Problem description: Display each line of the records below that contains the word "goggle".

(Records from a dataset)
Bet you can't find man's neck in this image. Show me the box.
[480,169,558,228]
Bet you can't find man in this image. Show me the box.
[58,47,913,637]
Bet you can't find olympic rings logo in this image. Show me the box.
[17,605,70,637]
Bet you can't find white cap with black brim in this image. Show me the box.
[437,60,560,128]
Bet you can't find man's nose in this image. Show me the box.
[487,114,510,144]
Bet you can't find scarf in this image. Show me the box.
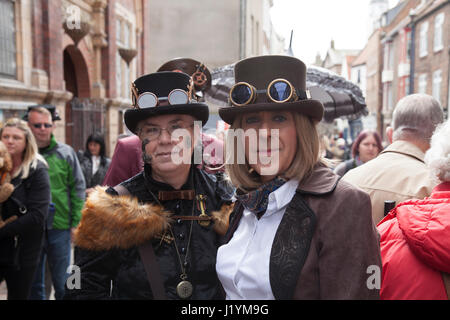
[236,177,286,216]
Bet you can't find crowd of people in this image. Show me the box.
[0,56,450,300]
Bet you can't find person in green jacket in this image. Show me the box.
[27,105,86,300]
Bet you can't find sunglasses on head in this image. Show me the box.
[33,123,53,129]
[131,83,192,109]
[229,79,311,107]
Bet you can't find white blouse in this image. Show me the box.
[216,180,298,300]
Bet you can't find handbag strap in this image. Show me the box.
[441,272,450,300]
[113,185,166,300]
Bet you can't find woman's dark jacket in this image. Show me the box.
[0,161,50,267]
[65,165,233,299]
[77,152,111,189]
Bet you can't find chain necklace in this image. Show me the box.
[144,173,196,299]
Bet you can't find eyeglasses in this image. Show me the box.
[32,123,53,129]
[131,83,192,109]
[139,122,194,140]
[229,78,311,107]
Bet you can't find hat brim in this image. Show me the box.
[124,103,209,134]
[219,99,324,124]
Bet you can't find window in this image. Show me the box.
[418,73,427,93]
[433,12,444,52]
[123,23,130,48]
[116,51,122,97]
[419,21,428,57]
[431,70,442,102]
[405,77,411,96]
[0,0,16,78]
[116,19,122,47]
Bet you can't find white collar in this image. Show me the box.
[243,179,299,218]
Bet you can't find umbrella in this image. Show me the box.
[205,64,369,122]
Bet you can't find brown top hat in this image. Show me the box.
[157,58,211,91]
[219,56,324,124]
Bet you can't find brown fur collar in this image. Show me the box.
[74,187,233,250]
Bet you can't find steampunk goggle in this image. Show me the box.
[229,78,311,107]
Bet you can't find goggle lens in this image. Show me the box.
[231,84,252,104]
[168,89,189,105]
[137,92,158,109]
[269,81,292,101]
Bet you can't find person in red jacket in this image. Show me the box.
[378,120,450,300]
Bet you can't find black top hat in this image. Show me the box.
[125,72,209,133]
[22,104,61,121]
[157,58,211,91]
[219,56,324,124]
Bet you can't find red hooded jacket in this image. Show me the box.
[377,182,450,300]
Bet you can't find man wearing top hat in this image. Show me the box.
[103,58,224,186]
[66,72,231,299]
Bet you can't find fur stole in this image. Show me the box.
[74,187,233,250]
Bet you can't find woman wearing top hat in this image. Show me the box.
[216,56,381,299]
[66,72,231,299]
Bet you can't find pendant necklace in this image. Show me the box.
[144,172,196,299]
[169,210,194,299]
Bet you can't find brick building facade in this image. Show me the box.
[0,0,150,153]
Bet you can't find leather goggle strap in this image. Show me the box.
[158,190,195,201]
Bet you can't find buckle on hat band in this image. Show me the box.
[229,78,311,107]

==

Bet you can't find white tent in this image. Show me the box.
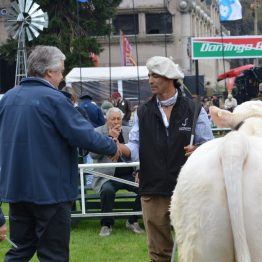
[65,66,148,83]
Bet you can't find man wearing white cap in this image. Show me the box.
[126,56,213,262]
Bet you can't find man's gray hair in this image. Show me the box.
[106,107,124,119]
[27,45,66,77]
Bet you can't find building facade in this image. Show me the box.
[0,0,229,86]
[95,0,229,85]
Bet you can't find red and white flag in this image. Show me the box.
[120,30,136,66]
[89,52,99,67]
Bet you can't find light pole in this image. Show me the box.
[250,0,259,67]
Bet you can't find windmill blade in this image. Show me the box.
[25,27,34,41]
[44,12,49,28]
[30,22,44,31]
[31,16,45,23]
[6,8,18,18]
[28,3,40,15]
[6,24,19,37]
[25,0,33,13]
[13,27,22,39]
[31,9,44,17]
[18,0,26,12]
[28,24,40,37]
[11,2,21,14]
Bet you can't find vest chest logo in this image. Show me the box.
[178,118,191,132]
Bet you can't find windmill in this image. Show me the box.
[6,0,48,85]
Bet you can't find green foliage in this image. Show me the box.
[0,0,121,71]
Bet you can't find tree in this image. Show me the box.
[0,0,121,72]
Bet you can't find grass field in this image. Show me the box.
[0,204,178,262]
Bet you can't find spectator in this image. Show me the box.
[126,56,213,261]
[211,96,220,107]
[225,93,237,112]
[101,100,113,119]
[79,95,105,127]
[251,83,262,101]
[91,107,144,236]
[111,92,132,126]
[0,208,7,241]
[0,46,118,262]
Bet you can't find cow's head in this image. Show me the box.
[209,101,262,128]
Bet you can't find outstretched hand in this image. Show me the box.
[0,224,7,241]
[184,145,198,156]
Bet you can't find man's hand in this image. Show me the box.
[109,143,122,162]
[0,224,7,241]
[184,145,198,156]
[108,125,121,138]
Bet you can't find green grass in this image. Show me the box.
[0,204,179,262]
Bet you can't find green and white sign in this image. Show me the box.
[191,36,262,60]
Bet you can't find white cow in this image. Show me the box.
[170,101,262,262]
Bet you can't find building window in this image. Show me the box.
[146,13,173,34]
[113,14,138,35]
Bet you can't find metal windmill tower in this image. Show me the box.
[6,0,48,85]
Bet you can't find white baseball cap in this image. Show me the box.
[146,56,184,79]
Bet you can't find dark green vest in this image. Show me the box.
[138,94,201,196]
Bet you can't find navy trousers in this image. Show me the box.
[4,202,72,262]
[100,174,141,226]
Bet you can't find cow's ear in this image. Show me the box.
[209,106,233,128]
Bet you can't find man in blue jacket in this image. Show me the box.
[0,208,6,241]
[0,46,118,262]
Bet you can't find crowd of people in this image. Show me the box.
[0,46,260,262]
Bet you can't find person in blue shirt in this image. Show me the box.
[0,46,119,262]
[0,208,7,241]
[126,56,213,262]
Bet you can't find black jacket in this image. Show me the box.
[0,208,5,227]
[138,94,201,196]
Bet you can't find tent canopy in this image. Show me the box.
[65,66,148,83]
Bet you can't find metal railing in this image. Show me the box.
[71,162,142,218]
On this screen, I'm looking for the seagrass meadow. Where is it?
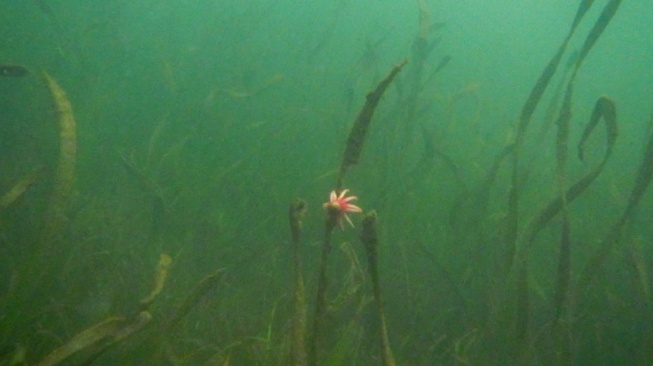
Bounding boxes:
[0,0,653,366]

Answer to the exercise:
Bet you can't find steampunk goggle in this image. Show me the box.
Bet you can't find goggle lens in this image. Show me the box.
Bet you can't find leather goggle strap in this image. Show me the box.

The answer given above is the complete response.